* Passage shown:
But he wanted to talk about his boyhood in South Dakota. He was very angry at his father and worshipped his mother as a saint.  Strangely, people who are dying often seem to think about their parents’ lives more than their own.  So one meaning of individual life is that it links the generations, who in retrospect become an array of people with various lives. 

I’m reading “Tightrope” by Kristof and Wohan, which is anchored in the little town of Yamhill, Oregon.  It ignores the Portland State University lives of Kristof’s parents, who both taught there.  It’s remarkable that they lived on the little farm in Yamhill, did not separate their son from the locals, and that he stayed friends with those less achieving people even when their world collapsed around them and they died young — alcoholic, obese, addicted, but still at core the same as when they were kids.  What does it mean to be alive if so much time, effort and ruinous debt goes into snuffing out consciousness with drugs and alcohol?  There were suicides, both fast and slow.  They were often in pain.  But many others from Yamhill did fine.

Besides the stories, the book is full of statistics in hopes that they explain or at least limit the causes of early death. They recommend college degrees, good health practices, tight families that help each other, and to some extent pure luck. Kristof’s parents became professors at PSU, which had its roots in the Vanport flood where it had been a tiny education program until it moved to the city and then grew quickly in response to the GI Bill.  

My mother got her teaching degree there while I was in high school so she could put me through college.  She may have been taught by Kristof’s parents.  Their ideas seem more like Reed than PSU but we were all inclined towards progressivism then, conscious of international war and the lives lost, confident in the future.

* Required actions:
[1] Answer these questions from the passage above:
(a) In what town is "Tightrope" anchored?
(b) In what did Portland State University have its roots?
(c) Why did the writer's mother get her teaching degree?
[2] Write out the passage above word for word, from "But he wanted" up to and including "with various lives.".

* Given information:
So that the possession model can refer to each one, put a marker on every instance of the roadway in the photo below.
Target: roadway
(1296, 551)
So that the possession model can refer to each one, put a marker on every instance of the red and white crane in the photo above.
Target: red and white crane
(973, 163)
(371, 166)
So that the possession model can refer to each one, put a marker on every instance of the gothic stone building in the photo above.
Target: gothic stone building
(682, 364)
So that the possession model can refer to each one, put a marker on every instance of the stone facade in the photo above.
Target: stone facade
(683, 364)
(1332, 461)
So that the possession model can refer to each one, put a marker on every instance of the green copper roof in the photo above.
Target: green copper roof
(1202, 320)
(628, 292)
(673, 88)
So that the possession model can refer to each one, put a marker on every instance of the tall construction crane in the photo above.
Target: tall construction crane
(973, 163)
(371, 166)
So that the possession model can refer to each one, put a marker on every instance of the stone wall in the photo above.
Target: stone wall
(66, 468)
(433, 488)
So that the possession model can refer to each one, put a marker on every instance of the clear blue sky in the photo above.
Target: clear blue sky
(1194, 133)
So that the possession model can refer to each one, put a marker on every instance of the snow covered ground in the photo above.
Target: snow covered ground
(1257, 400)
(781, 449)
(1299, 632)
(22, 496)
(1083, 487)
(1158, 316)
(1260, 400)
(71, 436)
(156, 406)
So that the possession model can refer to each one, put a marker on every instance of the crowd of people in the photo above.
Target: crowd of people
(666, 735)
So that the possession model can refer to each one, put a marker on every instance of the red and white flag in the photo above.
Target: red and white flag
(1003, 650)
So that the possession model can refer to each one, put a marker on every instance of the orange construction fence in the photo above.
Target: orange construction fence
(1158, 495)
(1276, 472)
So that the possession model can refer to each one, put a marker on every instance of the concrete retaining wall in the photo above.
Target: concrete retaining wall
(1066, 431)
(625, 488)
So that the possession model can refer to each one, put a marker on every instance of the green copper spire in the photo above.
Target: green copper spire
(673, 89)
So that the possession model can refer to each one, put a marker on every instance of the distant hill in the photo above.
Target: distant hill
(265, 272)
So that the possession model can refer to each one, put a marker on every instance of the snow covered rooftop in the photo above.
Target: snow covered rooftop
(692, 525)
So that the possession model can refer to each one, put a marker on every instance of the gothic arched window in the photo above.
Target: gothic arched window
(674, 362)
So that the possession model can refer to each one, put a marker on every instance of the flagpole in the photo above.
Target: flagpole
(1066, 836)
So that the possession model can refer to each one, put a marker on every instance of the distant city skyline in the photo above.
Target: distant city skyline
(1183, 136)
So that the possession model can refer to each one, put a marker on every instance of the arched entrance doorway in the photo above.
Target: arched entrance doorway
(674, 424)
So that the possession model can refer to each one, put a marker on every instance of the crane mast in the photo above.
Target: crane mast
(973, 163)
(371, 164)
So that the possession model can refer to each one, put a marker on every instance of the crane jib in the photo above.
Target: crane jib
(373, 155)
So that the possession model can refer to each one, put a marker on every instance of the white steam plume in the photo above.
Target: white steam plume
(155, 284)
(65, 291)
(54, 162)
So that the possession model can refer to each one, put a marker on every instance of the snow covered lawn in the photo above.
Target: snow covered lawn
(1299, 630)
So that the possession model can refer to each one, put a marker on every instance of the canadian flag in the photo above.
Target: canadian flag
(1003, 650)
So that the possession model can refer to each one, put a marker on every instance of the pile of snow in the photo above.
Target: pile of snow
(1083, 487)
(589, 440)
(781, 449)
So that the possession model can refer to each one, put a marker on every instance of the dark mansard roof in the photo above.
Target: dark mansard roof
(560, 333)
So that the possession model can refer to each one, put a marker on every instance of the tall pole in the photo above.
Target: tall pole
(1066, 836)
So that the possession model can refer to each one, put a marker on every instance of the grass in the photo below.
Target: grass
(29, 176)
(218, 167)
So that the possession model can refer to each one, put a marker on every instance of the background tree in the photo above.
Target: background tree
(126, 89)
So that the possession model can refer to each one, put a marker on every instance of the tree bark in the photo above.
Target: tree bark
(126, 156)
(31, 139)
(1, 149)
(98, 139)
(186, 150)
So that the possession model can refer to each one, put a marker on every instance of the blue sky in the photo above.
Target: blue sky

* Responses in order:
[1]
(a) Yamhill, Oregon.
(b) The Vanport flood.
(c) So she could put the writer through college.

[2]
But he wanted to talk about his boyhood in South Dakota. He was very angry at his father and worshipped his mother as a saint.  Strangely, people who are dying often seem to think about their parents’ lives more than their own.  So one meaning of individual life is that it links the generations, who in retrospect become an array of people with various lives.